BEGIN Data under study

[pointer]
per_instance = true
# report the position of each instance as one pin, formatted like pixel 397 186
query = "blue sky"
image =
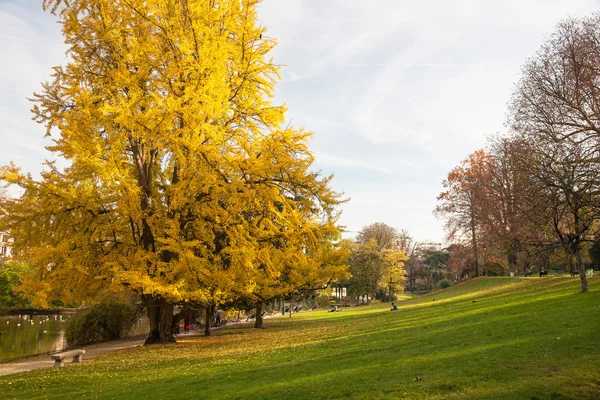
pixel 397 92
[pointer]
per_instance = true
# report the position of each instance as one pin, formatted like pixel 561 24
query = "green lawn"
pixel 490 338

END Data under study

**Exercise:**
Word for word, repeat each record above; leave out every picture.

**Solution for this task:**
[pointer]
per_instance = true
# report the position of each instance as one pin, formatted like pixel 397 186
query = "blue sky"
image =
pixel 397 92
[pointer]
per_instance = true
# report the position of each instance as one pin, formatted like pixel 561 24
query = "green lawn"
pixel 490 338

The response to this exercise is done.